Text block:
········

From 90ed992138e88612fccd9561162c4e5830cc2713 Mon Sep 17 00:00:00 2001
From: Botao Chen <markchen1015@meta.com>
Date: Mon, 10 Mar 2025 00:38:16 -0700
Subject: [PATCH] apply fix

---
 .../regex_parser_math_response_scoring_fn.py  | 54 ++++---------------
 .../scoring_fn/regex_parser_scoring_fn.py     |  1 -
 .../inline/scoring/basic/utils/math_utils.py  | 20 ++++---
 3 files changed, 22 insertions(+), 53 deletions(-)

diff --git a/llama_stack/providers/inline/scoring/basic/scoring_fn/regex_parser_math_response_scoring_fn.py b/llama_stack/providers/inline/scoring/basic/scoring_fn/regex_parser_math_response_scoring_fn.py
index 6ad3813ca..d6c78a9ac 100644
--- a/llama_stack/providers/inline/scoring/basic/scoring_fn/regex_parser_math_response_scoring_fn.py
+++ b/llama_stack/providers/inline/scoring/basic/scoring_fn/regex_parser_math_response_scoring_fn.py
@@ -3,17 +3,16 @@
 #
 # This source code is licensed under the terms described in the LICENSE file in
 # the root directory of this source tree.
-import re
 from typing import Any, Dict, Optional
 
 from llama_stack.apis.scoring import ScoringResultRow
 from llama_stack.apis.scoring_functions import ScoringFnParams, ScoringFnParamsType
 from llama_stack.providers.utils.scoring.base_scoring_fn import RegisteredBaseScoringFn
 
+from ..utils.math_utils import first_answer, normalize_final_answer, try_evaluate_frac, try_evaluate_latex
 from .fn_defs.regex_parser_math_response import (
     regex_parser_math_response,
 )
-from ..utils.math_utils import normalize_final_answer, first_answer, try_evaluate_frac, try_evaluate_latex, extract_result_from_boxed
 
 
 class RegexParserMathResponseScoringFn(RegisteredBaseScoringFn):
@@ -33,7 +32,6 @@ class RegexParserMathResponseScoringFn(RegisteredBaseScoringFn):
         scoring_fn_identifier: Optional[str] = None,
         scoring_params: Optional[ScoringFnParams] = None,
     ) -> ScoringResultRow:
-        print('I reach RegexParserMathResponseScoringFn')

········

Extracted records:
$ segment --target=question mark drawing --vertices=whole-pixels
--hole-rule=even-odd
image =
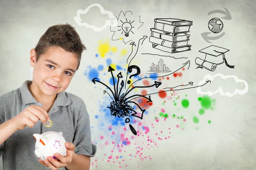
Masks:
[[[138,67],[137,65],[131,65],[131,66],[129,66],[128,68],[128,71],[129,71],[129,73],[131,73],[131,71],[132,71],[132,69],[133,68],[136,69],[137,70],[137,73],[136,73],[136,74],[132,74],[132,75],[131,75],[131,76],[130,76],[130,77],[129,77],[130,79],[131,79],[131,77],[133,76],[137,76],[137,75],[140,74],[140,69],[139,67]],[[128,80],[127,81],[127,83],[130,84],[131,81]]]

········

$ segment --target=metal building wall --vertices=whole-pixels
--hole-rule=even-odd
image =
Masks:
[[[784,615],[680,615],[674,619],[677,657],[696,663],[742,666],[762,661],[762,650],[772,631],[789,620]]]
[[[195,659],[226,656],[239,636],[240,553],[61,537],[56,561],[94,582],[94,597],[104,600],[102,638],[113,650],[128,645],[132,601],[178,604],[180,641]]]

········

Stated problem: Carry on the scoring-function patch from the line after its last one shown.

The reply:
         assert scoring_fn_identifier is not None, "Scoring function identifier not found."
         fn_def = self.supported_fn_defs_registry[scoring_fn_identifier]
         if scoring_params is not None:
@@ -44,58 +42,24 @@ class RegexParserMathResponseScoringFn(RegisteredBaseScoringFn):
         )
 
         expected_answer = input_row["expected_answer"]
-        expected_answer = r"""
-        We have that $r = \sqrt{0^2 + 3^2} = 3.$ Also, if we draw the line connecting the origin and $(0,3),$ this line makes an angle of $\frac{\pi}{2}$ with the positive $x$-axis.
-
-        [asy]
-        unitsize(0.8 cm);
-
-        draw((-0.5,0)--(3.5,0));
-        draw((0,-0.5)--(0,3.5));
-        draw(arc((0,0),3,0,90),red,Arrow(6));
-
-        dot((0,3), red);
-        label("$(0,3)$", (0,3), W);
-        dot((3,0), red);
-        [/asy]
-
-        Therefore, the polar coordinates are $\boxed{\left( 3, \frac{\pi}{2} \right)}.$
-        """
         generated_answer = input_row["generated_answer"]
 
-        print('expected_answer', expected_answer)
-        print('generated_answer', generated_answer)
-
         parsing_regexes = fn_def.params.parsing_regexes
-
-        assert len(parsing_regexes) == 1, "Only one parsing regex is supported for regex_parser_math_response scoring function."
-
+        assert len(parsing_regexes) == 1, (
+            "Only one parsing regex is supported for regex_parser_math_response scoring function."
+        )
         parsing_regexes = fn_def.params.parsing_regexes[0]
 
-        print('parsing_regexes', parsing_regexes)
-
-        
         normalized_generated_answer = normalize_final_answer(
-                first_answer(generated_answer),
-                parsing_regexes,
-                match_first=True,
-            )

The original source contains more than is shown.